OBJECTIVE
Return every line in the items below that contains the string "veined". Case matters.

Items from a data collection
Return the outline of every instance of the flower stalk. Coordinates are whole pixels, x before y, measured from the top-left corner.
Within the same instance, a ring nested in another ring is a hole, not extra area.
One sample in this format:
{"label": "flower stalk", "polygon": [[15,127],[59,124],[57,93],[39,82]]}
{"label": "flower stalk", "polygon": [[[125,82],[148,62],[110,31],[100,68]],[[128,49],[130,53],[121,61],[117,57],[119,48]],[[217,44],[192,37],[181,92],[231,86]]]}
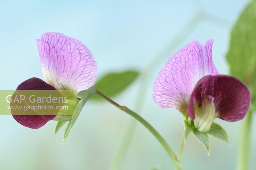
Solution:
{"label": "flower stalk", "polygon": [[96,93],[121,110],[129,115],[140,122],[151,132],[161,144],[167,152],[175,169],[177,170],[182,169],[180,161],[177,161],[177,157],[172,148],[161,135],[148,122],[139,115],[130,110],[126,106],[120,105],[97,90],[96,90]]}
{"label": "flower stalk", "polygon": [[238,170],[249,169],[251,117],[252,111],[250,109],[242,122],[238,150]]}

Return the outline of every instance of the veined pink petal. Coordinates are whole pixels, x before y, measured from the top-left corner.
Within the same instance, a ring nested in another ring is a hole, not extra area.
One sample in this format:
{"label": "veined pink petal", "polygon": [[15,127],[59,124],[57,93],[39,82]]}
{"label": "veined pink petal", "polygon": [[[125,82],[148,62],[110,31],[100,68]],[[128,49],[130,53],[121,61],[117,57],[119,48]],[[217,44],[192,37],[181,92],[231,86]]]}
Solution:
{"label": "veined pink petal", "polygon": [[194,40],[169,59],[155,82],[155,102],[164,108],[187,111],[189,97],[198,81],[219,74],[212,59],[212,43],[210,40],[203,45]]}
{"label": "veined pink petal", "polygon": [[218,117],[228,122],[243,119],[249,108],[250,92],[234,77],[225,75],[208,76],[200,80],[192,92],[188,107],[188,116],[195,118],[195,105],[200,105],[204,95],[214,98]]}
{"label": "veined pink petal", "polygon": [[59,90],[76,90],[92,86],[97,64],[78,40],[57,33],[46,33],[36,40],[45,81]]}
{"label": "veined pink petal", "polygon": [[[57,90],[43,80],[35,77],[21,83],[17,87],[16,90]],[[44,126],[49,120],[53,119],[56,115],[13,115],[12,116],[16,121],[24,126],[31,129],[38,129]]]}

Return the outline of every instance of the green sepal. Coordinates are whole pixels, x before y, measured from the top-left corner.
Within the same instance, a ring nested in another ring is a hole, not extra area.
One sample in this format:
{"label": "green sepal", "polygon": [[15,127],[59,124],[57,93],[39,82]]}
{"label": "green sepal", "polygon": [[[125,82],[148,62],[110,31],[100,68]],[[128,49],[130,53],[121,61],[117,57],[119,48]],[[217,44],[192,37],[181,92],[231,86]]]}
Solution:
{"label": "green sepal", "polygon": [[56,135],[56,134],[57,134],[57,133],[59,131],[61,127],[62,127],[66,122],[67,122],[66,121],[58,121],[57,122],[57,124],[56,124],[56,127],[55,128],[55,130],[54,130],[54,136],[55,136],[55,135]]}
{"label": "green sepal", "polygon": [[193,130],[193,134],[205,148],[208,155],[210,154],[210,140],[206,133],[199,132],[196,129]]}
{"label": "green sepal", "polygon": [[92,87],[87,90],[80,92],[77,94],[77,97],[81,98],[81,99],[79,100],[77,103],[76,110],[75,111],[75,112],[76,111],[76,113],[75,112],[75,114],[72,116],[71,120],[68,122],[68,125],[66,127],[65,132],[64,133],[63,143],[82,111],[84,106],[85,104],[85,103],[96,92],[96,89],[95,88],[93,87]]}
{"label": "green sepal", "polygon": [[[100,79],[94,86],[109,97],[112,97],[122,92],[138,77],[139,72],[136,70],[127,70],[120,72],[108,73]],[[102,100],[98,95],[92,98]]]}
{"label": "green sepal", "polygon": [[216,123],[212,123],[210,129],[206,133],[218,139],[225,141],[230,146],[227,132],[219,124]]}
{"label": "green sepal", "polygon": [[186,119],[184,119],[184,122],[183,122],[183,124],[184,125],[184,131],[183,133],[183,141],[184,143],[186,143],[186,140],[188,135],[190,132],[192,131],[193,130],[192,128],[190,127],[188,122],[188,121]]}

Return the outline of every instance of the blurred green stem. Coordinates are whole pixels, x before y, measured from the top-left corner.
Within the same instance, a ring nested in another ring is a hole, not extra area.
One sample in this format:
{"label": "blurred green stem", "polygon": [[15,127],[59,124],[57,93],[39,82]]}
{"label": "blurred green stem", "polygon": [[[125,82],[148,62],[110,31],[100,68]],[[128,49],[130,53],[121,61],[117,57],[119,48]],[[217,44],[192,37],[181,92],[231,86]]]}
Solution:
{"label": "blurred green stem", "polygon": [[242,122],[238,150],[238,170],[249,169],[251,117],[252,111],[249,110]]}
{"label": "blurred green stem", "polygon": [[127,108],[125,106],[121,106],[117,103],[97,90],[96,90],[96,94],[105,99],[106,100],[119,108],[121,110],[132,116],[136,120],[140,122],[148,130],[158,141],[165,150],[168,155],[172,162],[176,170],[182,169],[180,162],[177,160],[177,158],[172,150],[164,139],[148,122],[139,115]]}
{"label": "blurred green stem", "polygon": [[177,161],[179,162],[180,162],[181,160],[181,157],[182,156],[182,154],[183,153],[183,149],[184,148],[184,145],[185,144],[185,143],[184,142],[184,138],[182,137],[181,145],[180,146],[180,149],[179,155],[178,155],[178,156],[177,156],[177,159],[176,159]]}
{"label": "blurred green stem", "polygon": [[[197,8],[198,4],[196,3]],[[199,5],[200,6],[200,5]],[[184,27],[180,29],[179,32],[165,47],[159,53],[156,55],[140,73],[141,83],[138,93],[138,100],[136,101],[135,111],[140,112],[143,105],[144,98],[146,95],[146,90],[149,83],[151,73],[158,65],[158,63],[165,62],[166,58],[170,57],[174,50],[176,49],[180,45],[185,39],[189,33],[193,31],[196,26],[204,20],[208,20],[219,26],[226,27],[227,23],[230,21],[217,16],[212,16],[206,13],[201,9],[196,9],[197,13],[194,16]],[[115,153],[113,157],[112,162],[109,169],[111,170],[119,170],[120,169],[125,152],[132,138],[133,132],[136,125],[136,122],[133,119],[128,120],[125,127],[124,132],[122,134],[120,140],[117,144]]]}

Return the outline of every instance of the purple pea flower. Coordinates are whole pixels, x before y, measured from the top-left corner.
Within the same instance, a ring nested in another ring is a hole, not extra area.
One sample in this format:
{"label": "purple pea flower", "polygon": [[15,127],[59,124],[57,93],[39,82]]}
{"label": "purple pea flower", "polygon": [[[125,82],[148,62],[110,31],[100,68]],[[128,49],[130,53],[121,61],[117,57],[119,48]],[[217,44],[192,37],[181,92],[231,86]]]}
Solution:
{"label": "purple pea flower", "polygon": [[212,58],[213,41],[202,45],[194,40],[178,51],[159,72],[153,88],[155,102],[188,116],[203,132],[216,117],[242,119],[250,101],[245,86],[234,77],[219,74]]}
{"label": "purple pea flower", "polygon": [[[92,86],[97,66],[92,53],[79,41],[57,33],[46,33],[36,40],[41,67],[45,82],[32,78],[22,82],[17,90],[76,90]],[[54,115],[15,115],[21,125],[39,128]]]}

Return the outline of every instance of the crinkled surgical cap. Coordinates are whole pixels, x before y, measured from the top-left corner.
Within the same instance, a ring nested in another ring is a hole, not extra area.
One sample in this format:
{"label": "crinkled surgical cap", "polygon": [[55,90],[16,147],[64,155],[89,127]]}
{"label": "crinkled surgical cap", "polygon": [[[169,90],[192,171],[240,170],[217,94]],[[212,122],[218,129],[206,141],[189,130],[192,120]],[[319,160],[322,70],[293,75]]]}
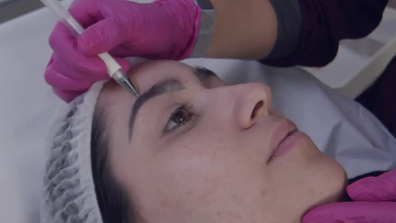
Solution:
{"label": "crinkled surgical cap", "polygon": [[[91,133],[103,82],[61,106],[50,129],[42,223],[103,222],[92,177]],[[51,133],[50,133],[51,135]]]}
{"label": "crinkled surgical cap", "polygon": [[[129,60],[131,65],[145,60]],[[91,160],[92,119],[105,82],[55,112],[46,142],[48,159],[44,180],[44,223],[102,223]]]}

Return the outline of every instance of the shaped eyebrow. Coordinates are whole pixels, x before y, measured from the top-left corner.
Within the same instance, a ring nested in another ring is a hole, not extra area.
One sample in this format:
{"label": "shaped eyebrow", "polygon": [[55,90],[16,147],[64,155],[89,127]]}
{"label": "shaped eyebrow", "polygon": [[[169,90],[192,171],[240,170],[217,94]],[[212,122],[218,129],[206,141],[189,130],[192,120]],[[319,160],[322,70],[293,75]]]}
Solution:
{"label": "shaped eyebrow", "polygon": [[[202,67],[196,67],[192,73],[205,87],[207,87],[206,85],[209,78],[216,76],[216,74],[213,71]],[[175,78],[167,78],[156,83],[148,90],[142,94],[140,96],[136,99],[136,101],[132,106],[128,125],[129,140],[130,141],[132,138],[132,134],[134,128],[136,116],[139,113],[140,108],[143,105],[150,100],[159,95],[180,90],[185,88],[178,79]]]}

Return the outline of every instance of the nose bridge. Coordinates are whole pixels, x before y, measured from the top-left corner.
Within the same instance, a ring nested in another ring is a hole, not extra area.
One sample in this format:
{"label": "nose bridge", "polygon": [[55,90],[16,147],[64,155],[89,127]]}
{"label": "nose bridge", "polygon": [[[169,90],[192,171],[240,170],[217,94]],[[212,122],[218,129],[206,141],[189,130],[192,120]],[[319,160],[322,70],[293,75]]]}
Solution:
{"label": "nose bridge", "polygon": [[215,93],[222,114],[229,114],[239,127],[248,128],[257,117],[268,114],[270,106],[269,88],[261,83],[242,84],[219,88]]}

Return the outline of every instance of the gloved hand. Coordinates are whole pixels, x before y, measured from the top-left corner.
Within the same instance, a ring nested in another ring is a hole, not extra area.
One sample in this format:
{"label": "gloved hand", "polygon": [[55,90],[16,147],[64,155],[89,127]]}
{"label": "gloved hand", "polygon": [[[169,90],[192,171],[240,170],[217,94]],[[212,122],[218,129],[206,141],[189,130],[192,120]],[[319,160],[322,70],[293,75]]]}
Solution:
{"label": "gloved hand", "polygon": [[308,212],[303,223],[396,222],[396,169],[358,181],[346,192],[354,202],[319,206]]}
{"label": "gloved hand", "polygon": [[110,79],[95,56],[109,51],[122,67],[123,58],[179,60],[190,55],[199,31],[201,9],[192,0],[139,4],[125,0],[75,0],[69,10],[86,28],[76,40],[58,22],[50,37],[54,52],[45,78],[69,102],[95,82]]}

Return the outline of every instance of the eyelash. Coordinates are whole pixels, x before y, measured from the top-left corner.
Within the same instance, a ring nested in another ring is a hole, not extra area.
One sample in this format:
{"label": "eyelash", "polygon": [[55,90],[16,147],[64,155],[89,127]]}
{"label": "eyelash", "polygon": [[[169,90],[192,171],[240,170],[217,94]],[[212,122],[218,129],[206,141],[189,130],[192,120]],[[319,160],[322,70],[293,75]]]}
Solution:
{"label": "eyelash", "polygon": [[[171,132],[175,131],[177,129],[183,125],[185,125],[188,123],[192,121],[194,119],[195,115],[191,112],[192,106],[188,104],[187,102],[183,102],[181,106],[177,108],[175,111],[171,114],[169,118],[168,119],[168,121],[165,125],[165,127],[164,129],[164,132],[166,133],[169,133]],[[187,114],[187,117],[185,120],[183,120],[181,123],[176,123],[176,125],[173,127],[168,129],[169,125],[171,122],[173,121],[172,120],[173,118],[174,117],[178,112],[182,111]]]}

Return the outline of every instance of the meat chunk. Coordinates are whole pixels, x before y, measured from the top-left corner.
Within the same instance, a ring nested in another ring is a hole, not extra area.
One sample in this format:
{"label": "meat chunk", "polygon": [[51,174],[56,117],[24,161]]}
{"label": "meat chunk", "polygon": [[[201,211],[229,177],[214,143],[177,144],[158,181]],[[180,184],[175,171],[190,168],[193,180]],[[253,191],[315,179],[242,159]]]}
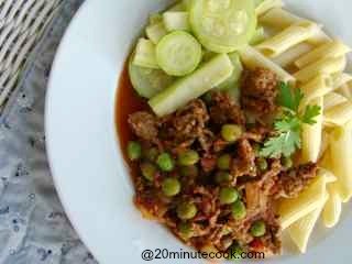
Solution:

FULL SOLUTION
Return the outline of every instance of the veined pink petal. Coordinates are whole pixels, x before y, measured from the top-left corner.
{"label": "veined pink petal", "polygon": [[15,127],[59,124],[57,93],[39,82]]}
{"label": "veined pink petal", "polygon": [[[125,82],[148,62],[110,31],[100,68]],[[128,49],[130,53],[121,61],[117,57],[119,48]],[[217,44],[192,37],[181,92],[231,86]]]}
{"label": "veined pink petal", "polygon": [[194,40],[169,59],[155,82],[155,102],[164,108],[187,111],[189,97],[198,81],[219,74],[212,59],[212,43],[210,40],[203,45]]}
{"label": "veined pink petal", "polygon": [[218,117],[228,122],[243,119],[249,108],[250,92],[234,77],[225,75],[208,76],[200,80],[192,92],[188,107],[188,116],[195,118],[195,105],[200,105],[204,95],[214,98]]}
{"label": "veined pink petal", "polygon": [[59,90],[76,90],[92,86],[97,64],[78,40],[57,33],[46,33],[36,40],[45,81]]}
{"label": "veined pink petal", "polygon": [[[57,90],[43,80],[35,77],[21,83],[17,87],[16,90]],[[44,126],[49,120],[53,119],[56,115],[13,115],[12,116],[16,121],[24,126],[31,129],[38,129]]]}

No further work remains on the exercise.